VORLIEGENDER TEXT –
════════
Der Verfall der Ölpreise und die Folgen für die venezolanische Wirtschaft

Die Krise des Ölrentensozialismus

Der globale Verfall der Ölpreise betrifft nicht nur Venezuela. Dass seine Folgen dort so heftig zu spüren sind, liegt an der strukturellen Schwäche der Wirtschaft im Land.

Fast prophetisch mutet angesichts der jüngsten Entwicklungen in Venezuela ein Artikel aus der sozialrevolutionären Zeitschrift Kosmoprolet aus dem Jahr 2007 an, der in gekürzter Version als Dossier auch in dieser Zeitung veröffentlicht wurde. »Während eine gut platzierte Minderheit die Erdölrente anzuzapfen vermag und eine rasante Reichtums­entwicklung erfährt, schauen alle auf die kleinen Verbesserungen fürs Volk, auf die diese Minderheit frenetisch hinweist«, schrieb der Autor Sergio López: »Der Sozialismus des 21. Jahrhunderts? Eine karitative Kleptokratie! Und zwar eine, die das Land auf die nächste wirtschaftliche Krise zusteuert.« Das war noch während der Präsidentschaft von Hugo Chávez.

Es ist vor allem der Klassen­kompromiss des Chavismus mit den traditionellen Führungs­schichten, der die Krise verschärft hat.

Mittlerweile befindet sich das Land mit den größten Erdölreserven der Welt am Rand des wirtschaftlichen Zusammenbruchs. Wie konnte es so weit kommen? Das Bruttoinlandsprodukt Venezuelas ist im vergangenen Jahr um 16 Prozent gesunken, die Inflationsrate lag in den ersten zwei Monaten diesen Jahres bei 800 bzw. 720 Prozent im Verhältnis zu den entsprechenden Vorjahresmonaten und der Mangel an den elementarsten täglichen Gebrauchsgütern und Lebensmitteln ist für viele längst zum Dauerzustand geworden.

Als Ursache für diese Misere beschwören die Regierung von Nicolás Maduro und seine Unterstützer immer wieder den geringen Ölpreis und den »Wirtschaftskrieg«, den die USA und die heimische Oligarchie gegen den »Sozialismus des 21. Jahrhunderts« führen würden. Obwohl diese beiden Kräfte nicht eben wenig tun, um den Sturz des Regimes herbeizuführen, so kann dies doch nur aufgrund der strukturellen Defizite der venezolanischen Nationalökonomie Wirkung ­zeigen. Da wäre zunächst die fehlende Industrialisierung des Landes, die ­Venezuela so abhängig von den Erdölexporten gemacht hat wie noch nie ­zuvor. Derzeit werden 96 Prozent der Exporterlöse durch den staatlichen Erdölkonzern Petróleos de Venezuela, S.A. (PDVSA) erzielt. Dieser muss wegen seiner weitgehend maroden Infrastruktur das Öl zu immer höheren ­Kosten fördern, die kaum noch unter dem durch das Fracking gefallenen Weltmarktpreis für Erdöl liegen.
════════
EINTRÄGE IM DATENSATZ –
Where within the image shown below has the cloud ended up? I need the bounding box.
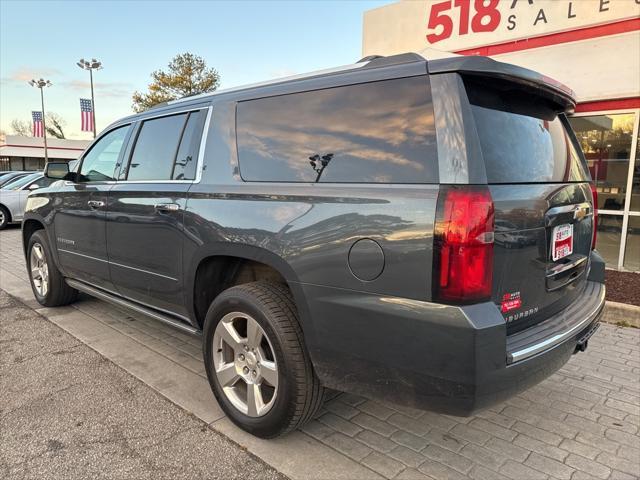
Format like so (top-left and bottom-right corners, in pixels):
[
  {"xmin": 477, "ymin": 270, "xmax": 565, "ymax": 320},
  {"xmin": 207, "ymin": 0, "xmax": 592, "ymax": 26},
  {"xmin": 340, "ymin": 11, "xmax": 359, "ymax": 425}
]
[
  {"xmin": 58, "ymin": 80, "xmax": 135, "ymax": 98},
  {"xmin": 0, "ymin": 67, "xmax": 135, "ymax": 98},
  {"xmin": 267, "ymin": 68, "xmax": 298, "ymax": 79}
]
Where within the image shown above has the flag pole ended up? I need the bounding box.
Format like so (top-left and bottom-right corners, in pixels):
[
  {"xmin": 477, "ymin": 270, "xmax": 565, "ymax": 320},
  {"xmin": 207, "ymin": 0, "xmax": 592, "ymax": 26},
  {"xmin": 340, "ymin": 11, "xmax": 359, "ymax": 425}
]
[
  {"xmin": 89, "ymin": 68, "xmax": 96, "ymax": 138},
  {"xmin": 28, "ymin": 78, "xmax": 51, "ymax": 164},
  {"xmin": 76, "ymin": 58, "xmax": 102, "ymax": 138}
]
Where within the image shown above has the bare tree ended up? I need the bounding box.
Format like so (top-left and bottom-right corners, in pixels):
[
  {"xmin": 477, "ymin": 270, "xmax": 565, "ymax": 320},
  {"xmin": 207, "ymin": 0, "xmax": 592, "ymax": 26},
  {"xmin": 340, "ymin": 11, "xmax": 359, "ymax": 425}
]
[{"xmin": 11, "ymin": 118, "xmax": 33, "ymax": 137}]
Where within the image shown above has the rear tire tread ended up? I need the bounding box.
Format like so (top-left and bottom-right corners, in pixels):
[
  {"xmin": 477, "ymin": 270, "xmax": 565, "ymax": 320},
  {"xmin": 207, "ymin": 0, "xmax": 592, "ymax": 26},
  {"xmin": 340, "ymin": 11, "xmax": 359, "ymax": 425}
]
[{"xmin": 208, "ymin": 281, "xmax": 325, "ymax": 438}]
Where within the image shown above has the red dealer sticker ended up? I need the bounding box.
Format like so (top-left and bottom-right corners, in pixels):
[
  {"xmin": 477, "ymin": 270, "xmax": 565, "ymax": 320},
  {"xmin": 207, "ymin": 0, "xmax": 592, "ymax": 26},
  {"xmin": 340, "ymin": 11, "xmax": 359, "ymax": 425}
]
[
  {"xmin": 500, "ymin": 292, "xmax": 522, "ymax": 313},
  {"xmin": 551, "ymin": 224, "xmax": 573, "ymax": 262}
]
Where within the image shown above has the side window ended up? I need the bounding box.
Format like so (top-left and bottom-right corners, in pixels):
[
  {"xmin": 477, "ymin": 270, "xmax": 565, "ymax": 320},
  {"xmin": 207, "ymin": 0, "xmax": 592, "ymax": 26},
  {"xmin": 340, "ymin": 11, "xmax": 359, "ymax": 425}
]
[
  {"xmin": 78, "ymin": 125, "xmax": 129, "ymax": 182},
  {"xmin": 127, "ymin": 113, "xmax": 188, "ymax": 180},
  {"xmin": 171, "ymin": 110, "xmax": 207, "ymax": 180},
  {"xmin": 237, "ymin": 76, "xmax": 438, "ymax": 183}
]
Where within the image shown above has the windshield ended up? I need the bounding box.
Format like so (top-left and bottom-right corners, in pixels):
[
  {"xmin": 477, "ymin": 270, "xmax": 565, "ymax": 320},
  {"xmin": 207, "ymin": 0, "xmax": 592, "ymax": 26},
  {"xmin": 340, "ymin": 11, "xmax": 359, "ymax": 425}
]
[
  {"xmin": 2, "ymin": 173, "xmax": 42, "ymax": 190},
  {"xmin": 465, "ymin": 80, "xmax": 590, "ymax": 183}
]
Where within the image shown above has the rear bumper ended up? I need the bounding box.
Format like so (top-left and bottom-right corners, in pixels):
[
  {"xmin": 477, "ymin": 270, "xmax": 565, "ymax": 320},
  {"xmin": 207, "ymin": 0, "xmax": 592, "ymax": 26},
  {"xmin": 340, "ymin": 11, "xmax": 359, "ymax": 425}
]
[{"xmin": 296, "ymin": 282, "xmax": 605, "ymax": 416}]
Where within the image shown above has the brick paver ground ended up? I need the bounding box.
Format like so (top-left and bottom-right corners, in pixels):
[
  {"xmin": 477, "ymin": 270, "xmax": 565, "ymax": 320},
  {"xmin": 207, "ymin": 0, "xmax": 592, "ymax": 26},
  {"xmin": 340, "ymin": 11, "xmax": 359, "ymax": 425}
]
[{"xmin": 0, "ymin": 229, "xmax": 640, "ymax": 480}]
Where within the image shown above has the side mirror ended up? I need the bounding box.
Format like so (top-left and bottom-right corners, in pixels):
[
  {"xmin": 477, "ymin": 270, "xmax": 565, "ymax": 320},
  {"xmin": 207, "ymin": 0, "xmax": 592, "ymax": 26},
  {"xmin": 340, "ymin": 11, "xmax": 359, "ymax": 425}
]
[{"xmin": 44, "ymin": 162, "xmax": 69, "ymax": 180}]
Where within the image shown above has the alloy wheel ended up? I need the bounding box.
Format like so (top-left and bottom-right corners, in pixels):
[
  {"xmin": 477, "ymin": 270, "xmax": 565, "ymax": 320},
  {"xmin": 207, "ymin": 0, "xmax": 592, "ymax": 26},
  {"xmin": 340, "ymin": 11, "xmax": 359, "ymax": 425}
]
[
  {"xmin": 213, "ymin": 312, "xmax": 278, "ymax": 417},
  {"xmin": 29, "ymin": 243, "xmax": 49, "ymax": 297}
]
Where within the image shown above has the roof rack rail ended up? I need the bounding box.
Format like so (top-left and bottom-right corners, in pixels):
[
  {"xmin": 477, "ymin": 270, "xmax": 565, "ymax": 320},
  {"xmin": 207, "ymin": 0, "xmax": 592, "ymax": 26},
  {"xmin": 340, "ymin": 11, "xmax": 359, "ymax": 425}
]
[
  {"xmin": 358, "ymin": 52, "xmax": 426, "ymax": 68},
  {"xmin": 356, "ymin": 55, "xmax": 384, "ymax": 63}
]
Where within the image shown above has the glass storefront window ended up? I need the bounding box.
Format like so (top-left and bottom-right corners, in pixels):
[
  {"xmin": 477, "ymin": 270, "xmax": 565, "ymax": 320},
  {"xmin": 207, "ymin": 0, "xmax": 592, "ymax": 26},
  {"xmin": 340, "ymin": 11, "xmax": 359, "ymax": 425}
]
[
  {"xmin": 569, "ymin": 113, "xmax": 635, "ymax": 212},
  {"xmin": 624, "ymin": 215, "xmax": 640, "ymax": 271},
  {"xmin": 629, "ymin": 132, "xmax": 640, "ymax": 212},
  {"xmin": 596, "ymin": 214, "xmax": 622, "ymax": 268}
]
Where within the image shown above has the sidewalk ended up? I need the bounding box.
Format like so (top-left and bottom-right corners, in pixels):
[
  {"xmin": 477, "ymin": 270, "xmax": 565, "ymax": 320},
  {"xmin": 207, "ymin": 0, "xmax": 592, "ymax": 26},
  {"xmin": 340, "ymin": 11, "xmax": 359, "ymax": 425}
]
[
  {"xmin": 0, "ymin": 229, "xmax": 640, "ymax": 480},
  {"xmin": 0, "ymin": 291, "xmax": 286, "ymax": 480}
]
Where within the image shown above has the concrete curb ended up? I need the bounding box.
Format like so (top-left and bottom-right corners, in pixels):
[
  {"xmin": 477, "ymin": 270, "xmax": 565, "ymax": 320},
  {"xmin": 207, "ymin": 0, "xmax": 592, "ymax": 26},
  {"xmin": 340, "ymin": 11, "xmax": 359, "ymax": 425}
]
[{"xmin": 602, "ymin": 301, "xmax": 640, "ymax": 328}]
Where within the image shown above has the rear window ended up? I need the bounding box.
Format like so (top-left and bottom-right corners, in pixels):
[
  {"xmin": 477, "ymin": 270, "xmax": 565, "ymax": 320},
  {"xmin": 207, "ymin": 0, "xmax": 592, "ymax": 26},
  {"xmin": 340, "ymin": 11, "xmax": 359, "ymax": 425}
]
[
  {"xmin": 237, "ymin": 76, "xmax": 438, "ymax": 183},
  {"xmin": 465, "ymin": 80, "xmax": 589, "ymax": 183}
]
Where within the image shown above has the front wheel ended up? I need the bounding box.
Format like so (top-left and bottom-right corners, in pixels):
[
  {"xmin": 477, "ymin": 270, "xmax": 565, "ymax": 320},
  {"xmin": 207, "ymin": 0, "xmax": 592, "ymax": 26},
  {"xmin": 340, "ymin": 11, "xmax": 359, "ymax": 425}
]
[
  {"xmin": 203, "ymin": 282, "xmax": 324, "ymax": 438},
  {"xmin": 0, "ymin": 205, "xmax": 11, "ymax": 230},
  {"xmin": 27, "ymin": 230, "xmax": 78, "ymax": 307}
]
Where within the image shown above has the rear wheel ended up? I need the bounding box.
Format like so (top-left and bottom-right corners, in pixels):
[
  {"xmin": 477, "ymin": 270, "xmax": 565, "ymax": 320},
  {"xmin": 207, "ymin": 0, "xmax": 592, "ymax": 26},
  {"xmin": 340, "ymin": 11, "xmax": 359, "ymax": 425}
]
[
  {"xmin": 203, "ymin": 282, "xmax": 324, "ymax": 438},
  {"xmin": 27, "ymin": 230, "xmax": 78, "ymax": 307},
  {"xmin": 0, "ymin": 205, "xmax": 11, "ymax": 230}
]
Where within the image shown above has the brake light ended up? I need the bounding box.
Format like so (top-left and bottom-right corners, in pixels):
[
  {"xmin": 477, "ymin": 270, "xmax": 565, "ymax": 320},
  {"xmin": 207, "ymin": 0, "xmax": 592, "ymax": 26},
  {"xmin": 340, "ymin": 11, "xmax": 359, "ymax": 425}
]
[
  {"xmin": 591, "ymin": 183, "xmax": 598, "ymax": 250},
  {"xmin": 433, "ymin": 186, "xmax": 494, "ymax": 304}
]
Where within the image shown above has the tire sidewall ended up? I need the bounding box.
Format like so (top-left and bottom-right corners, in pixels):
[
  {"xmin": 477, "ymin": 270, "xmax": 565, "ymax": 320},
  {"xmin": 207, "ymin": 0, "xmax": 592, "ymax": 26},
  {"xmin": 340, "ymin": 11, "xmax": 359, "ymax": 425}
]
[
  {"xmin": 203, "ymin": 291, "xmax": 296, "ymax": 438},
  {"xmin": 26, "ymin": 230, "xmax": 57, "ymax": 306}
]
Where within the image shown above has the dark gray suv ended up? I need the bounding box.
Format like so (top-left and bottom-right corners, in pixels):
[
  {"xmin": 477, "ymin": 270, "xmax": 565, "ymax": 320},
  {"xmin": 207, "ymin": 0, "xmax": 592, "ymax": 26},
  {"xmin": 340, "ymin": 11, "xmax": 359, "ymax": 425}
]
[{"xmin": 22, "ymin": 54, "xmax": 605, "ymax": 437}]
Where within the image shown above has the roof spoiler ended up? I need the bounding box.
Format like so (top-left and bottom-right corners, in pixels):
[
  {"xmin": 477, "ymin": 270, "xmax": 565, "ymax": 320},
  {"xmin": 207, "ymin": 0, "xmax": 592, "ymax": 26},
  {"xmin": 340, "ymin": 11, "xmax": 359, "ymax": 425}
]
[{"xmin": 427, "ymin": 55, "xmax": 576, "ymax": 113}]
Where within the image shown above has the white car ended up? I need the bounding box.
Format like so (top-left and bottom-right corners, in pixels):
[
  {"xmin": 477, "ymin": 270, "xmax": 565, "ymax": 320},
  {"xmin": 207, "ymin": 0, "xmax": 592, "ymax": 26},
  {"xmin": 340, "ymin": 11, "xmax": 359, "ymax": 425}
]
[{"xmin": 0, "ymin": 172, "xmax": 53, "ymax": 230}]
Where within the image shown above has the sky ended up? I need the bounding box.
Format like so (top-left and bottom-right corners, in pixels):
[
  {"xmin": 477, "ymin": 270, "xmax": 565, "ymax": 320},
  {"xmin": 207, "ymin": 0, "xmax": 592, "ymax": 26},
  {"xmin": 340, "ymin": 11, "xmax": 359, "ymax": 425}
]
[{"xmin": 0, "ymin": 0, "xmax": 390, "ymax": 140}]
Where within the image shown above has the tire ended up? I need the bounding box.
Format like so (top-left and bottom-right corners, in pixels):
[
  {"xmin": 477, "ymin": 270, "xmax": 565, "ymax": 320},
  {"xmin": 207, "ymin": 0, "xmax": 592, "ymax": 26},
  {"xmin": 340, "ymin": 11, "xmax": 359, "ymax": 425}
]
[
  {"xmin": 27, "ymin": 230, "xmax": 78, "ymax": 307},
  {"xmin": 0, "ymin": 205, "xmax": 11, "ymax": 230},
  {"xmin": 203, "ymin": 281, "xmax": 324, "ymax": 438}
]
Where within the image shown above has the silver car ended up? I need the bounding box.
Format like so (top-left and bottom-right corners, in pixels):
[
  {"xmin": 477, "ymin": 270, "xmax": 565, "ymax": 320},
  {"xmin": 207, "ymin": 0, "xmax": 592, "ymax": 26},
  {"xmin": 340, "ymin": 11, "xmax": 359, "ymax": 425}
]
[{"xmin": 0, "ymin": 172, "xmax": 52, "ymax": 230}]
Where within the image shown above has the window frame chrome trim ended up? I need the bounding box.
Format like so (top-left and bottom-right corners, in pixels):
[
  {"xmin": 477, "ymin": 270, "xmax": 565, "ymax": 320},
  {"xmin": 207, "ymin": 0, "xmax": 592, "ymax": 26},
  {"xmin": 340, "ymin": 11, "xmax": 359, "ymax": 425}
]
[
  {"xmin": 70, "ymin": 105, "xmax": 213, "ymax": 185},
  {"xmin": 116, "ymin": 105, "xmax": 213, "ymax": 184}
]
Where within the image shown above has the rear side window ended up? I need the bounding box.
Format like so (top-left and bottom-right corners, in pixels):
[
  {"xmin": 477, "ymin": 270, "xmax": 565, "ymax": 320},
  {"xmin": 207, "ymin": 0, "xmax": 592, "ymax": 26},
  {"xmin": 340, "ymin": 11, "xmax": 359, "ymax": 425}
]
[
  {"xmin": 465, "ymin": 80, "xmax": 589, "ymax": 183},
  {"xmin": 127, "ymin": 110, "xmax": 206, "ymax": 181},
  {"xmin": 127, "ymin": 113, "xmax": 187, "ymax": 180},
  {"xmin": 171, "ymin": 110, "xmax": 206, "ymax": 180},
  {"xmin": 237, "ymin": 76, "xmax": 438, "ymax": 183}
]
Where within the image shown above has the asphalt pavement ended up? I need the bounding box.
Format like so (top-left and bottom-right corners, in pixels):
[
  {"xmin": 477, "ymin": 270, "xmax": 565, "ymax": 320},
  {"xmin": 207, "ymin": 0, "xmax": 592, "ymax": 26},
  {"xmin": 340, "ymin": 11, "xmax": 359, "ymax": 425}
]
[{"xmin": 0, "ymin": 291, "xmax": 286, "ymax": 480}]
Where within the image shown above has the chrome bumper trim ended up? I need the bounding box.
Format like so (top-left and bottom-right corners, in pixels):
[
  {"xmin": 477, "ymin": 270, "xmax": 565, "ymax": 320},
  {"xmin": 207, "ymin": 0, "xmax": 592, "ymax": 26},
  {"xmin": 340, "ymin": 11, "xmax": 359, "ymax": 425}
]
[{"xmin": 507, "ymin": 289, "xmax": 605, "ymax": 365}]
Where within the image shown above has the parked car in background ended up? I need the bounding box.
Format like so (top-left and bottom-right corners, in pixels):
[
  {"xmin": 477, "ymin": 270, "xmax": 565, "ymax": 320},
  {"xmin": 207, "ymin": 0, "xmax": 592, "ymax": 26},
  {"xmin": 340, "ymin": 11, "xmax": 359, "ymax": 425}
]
════════
ZU LÖSENDE AUFGABEN –
1 – Stimmen diese Aussagen mit dem Text über die venezolanische Wirtschaft überein? Antworte jeweils mit Ja oder Nein und zitiere die entscheidenden Worte wörtlich.
(a) Das Bruttoinlandsprodukt Venezuelas ist im vergangenen Jahr um 16 Prozent gesunken.
(b) Der Artikel von Sergio López erschien erst nach der Präsidentschaft von Hugo Chávez.
(c) Derzeit stammen 96 Prozent der Exporterlöse vom staatlichen Erdölkonzern PDVSA.
2 – Schreib den Text über die venezolanische Wirtschaft nach seinem letzten Satz weiter.
Die Einträge werden hier nicht gebraucht.

ANTWORTEN –
1 –
(a) Ja: „Das Bruttoinlandsprodukt Venezuelas ist im vergangenen Jahr um 16 Prozent gesunken“
(b) Nein: „Das war noch während der Präsidentschaft von Hugo Chávez.“
(c) Ja: „Derzeit werden 96 Prozent der Exporterlöse durch den staatlichen Erdölkonzern Petróleos de Venezuela, S.A. (PDVSA) erzielt.“

2 –
Aber auch auf anderen zentralen Feldern dessen, was die Regierung als »Wirtschaftskrieg« bezeichnet, zeigen sich wirtschaftspolitische Defizite. Die chavistische Ökonomin Pasqualina Curcio hat in ihrer Untersuchung über diese Konflikte für die Jahre zwischen 2012 und 2016, die unter dem Titel »La Mano Visible del Mercado« (Die sicht­bare Hand des Marktes) unlängst erschienen ist, zwei Strategien der konservativen Gegner des Regimes ausgemacht: die »durch die Manipulation des Wechselkurses auf dem parallelen und illegalen Markt induzierte Inflation« und die »planmäßige Unterversorgung durch die Manipulation der Verteilungsmechanismen für Grundbedarfsgüter«. Beide fußten, so Curcio, auf der großen Abhängigkeit von Importen sowie auf der »Konzentration der Produktion, der Importe und der Verteilung in wenigen Händen«. Ersteres verweist nicht nur auf die fehlende industrielle Entwicklung, denn auch die landwirtschaftlichen Kooperativen sind von der stets propagierten »Ernährungssouveränität« weit entfernt. Aber es ist vor allem der Klassenkompromiss des Chavismus mit den traditionellen Führungsschichten, der die Krise verschärft hat. Nach wie vor befinden sich etwa 70 Prozent der Wirtschaftstätigkeit Venezuelas in privater Hand. Über 94 Prozent der Importe, die bei privaten ­Unternehmern landen, bilden – gepaart mit dem System staatlich fest­gelegter, unterschiedlicher Dollarumtauschkurse – die Basis des Schwarzmarktes, der die Preise immer weiter steigen lässt.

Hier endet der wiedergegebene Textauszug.